Seks ma wiele barw
Mówi się o nim mało i niechętnie. Ale dla naszym rodziców lub dziadków to źródło satysfakcji i radości życia. Życie seksualne ma początek, a końca nie widać.
Zdrowie seksualne, według Światowej Organizacji Zdrowia (WHO), jest zespołem powiązanych ze sobą biologicznych, emocjonalnych, intelektualnych oraz społecznych aspektów życia seksualnego, które są niezbędne do rozwoju ludzkiej osobowości, komunikacji i miłości. Tak rozumiane zdrowie seksualne jest więc jednym z kluczowych czynników, od których zależy nasz dobrostan, zarówno fizyczny jak i psychiczny.
Eksperci podkreślają, że zdrowie seksualne jest istotne niezależnie od wieku, a więc również w okresie późnej dorosłości. Tymczasem, w naszej kulturze seksualność osób starszych jest wciąż tematem często przemilczanym, traktowanym jako tabu. Na jej temat funkcjonuje też nadal wiele szkodliwych mitów i stereotypów.
Seniorzy nie są zainteresowani seksem?
To mit! Stereotypy dotyczące osób starszych opisują je często jako osoby aseksualne, pozbawione satysfakcjonującego życia seksualnego. Tymczasem badania, zarówno polskie, jak i zagraniczne, pokazują dobitnie, że to nieprawda. Odsetek osób w wieku powyżej 60. roku życia, pozostających w związkach małżeńskich, które deklarują, że są aktywne seksualnie wynosi aż 55-70 procent.
Nieco mniej bujnie wygląda życie seksualne seniorów nie będących w związkach małżeńskich. Aktywność w tym zakresie deklaruje 5-30 proc. z nich (głównie mężczyźni).
Badania pokazują też, co akurat nie powinno być dla nikogo zaskoczeniem, że liczba osób seksualnie aktywnych systematycznie spada, wraz z coraz bardziej zaawansowanym wiekiem. Przyczynia się do tego wiele powodów, w tym m.in.: pogarszający się stan zdrowia (zarówno w sferze fizycznej, jak i psychicznej), problemy natury praktycznej (np. brak partnera), a także niechęć do poszukiwania pomocy w zakresie zdrowia seksualnego (np. leczenia zaburzeń seksualnych).
Seksualność seniorów ma wiele barw
Wbrew stereotypom, osoby powyżej 60. roku życia mają bardzo bogaty repertuar aktywności seksualnych. Z badań wynika, że najczęściej zaspokajają swoje potrzeby związane z szeroko pojętą seksualnością poprzez dotyk i trzymanie się za ręce, obejmowanie i przytulanie, a także całowanie. Intymne pieszczoty i zbliżenia seksualne też są podejmowane, ale znacznie rzadziej.

**TREŚĆ POLECENIA**
Proszę zwrócić bez zmian fragment tekstu o seksualności osób starszych, obejmujący wszystko między słowami „Badania pokazują też, co” a „leczenia zaburzeń seksualnych).”, łącznie z nimi. Dalszy materiał pochodzi z innego źródła niż powyższy tekst.

**PREZENTOWANE DANE**
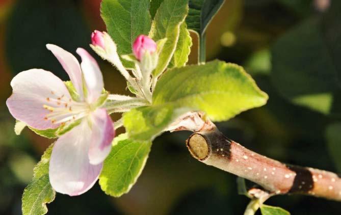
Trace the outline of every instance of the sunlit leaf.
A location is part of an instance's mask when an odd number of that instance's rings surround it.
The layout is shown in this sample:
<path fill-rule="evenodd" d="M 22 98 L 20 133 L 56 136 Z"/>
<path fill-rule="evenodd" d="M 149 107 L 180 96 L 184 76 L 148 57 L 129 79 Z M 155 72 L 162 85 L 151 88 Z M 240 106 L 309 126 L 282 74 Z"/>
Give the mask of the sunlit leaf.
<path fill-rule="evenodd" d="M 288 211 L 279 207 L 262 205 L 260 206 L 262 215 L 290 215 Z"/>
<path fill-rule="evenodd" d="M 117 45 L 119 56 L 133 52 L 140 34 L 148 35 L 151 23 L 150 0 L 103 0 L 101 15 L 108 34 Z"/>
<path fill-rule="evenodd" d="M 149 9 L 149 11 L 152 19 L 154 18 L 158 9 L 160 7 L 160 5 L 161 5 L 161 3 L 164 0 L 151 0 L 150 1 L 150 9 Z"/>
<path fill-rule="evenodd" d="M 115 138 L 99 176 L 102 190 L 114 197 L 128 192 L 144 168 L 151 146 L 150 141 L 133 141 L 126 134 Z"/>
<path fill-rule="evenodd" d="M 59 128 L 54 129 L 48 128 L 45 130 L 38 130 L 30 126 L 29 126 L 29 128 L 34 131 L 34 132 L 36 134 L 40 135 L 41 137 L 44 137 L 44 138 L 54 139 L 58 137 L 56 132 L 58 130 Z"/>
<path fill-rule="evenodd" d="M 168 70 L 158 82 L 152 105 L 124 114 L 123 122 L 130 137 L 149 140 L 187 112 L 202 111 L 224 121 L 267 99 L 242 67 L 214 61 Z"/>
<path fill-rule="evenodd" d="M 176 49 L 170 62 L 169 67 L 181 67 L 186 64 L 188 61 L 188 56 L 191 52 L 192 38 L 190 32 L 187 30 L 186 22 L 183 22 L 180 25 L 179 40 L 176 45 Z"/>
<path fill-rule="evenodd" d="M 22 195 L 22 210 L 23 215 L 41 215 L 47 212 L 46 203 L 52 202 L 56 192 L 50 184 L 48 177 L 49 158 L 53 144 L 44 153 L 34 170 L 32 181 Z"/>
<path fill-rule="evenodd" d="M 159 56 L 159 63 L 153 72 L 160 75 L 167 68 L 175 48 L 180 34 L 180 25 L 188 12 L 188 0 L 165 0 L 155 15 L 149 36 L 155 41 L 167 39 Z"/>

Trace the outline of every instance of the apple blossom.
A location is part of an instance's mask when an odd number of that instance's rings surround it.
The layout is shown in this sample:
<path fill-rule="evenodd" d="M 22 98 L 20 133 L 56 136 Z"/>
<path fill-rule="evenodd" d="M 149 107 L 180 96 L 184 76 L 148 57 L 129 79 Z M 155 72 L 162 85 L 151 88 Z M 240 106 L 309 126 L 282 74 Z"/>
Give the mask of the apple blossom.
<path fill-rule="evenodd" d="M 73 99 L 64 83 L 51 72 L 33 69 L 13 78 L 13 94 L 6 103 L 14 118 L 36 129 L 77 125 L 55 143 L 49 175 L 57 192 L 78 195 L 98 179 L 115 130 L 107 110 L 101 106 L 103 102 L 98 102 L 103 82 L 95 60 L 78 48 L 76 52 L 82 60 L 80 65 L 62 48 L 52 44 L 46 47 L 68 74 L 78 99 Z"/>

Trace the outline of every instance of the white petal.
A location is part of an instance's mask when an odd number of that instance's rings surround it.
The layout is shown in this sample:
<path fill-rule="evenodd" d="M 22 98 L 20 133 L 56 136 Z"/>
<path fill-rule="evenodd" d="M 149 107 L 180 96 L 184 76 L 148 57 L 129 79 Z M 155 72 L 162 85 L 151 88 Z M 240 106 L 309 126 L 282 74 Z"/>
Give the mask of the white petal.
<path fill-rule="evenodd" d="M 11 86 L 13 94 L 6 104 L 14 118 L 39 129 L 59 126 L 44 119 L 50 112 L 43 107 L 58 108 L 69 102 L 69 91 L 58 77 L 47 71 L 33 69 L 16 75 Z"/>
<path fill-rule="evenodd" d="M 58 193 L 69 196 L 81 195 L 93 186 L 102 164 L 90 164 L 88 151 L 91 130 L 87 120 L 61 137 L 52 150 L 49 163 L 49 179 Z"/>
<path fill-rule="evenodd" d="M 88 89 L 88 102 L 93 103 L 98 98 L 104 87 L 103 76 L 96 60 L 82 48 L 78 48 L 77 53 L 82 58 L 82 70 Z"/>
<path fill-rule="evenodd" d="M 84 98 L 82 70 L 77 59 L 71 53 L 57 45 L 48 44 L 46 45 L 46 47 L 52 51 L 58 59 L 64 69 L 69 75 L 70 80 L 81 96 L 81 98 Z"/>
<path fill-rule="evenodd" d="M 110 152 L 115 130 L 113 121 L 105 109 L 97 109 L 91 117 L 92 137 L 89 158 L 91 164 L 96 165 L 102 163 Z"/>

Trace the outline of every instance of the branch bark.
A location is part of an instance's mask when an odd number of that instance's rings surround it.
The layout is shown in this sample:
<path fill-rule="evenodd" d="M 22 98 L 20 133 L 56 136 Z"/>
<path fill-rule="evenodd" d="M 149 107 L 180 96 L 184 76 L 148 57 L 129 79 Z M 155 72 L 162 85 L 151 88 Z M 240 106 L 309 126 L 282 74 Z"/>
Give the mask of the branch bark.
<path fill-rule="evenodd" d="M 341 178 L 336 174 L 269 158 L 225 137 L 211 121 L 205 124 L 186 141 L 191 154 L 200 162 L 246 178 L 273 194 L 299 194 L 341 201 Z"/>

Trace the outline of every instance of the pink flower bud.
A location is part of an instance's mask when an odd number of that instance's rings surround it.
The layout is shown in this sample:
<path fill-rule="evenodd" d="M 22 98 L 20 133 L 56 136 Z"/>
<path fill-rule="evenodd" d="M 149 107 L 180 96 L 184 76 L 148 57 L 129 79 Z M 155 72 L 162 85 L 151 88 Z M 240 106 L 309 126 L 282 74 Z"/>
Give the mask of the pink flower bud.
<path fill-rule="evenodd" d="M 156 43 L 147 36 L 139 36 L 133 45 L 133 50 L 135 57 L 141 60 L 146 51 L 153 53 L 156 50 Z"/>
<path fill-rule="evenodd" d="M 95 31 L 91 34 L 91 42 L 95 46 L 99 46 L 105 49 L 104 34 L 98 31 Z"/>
--
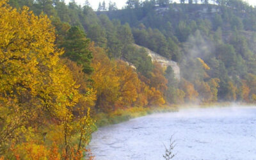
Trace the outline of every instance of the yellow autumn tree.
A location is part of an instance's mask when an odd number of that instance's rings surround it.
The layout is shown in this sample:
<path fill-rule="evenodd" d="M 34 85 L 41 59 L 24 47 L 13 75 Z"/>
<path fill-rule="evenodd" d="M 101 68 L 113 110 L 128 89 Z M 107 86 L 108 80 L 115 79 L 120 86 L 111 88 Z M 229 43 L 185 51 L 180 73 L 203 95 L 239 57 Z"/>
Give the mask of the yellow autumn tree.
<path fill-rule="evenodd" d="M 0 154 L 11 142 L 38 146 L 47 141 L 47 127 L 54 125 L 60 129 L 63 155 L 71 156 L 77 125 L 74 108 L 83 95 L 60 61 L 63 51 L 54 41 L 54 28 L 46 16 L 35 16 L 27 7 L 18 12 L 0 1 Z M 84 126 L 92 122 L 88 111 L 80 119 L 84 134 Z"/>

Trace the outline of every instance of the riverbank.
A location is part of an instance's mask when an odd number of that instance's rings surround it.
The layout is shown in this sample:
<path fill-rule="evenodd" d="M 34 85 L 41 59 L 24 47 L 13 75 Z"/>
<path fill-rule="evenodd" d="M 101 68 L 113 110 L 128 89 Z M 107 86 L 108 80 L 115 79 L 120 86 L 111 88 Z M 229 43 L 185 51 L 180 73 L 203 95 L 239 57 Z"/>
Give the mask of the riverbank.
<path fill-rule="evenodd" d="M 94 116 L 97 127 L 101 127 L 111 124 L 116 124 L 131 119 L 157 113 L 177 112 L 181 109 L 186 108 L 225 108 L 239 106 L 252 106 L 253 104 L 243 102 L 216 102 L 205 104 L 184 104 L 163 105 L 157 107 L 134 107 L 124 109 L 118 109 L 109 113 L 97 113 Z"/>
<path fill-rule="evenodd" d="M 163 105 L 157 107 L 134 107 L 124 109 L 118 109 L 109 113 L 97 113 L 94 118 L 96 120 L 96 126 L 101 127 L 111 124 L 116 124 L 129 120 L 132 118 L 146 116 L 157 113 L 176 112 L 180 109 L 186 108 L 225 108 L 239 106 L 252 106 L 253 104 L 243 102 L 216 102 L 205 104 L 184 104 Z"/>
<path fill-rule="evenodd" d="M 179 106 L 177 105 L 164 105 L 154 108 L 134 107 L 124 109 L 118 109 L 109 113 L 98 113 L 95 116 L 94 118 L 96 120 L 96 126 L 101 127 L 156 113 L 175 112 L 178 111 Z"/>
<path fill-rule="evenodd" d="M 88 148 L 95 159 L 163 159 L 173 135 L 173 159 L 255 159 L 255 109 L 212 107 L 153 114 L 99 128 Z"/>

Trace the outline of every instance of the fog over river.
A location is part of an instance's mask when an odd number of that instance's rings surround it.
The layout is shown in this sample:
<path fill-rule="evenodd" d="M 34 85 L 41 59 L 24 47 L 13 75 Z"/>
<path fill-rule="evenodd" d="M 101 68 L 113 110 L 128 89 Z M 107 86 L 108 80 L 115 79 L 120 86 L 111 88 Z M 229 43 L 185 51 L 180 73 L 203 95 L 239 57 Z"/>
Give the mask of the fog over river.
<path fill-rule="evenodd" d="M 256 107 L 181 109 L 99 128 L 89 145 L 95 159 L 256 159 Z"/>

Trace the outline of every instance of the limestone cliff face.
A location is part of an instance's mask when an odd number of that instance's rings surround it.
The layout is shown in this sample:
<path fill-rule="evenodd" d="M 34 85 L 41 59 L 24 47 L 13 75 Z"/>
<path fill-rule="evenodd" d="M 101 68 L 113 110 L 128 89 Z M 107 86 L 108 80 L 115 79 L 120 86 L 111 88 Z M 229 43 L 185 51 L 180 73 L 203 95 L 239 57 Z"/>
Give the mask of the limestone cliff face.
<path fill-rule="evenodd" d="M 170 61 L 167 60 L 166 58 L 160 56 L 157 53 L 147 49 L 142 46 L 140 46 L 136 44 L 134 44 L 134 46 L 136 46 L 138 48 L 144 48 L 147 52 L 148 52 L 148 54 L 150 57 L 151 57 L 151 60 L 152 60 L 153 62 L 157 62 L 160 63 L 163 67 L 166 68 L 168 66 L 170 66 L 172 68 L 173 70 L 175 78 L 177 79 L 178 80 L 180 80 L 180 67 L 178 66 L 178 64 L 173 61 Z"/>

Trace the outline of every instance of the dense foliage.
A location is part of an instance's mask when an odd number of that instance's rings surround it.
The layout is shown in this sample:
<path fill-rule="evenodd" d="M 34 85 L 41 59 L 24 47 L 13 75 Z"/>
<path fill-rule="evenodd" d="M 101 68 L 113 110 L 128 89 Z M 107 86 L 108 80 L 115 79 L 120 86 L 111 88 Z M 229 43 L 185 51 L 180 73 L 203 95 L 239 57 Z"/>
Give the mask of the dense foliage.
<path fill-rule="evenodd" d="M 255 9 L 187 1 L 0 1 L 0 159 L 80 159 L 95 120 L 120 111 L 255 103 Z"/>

**ODPOWIEDŹ**
Badania pokazują też, co akurat nie powinno być dla nikogo zaskoczeniem, że liczba osób seksualnie aktywnych systematycznie spada, wraz z coraz bardziej zaawansowanym wiekiem. Przyczynia się do tego wiele powodów, w tym m.in.: pogarszający się stan zdrowia (zarówno w sferze fizycznej, jak i psychicznej), problemy natury praktycznej (np. brak partnera), a także niechęć do poszukiwania pomocy w zakresie zdrowia seksualnego (np. leczenia zaburzeń seksualnych).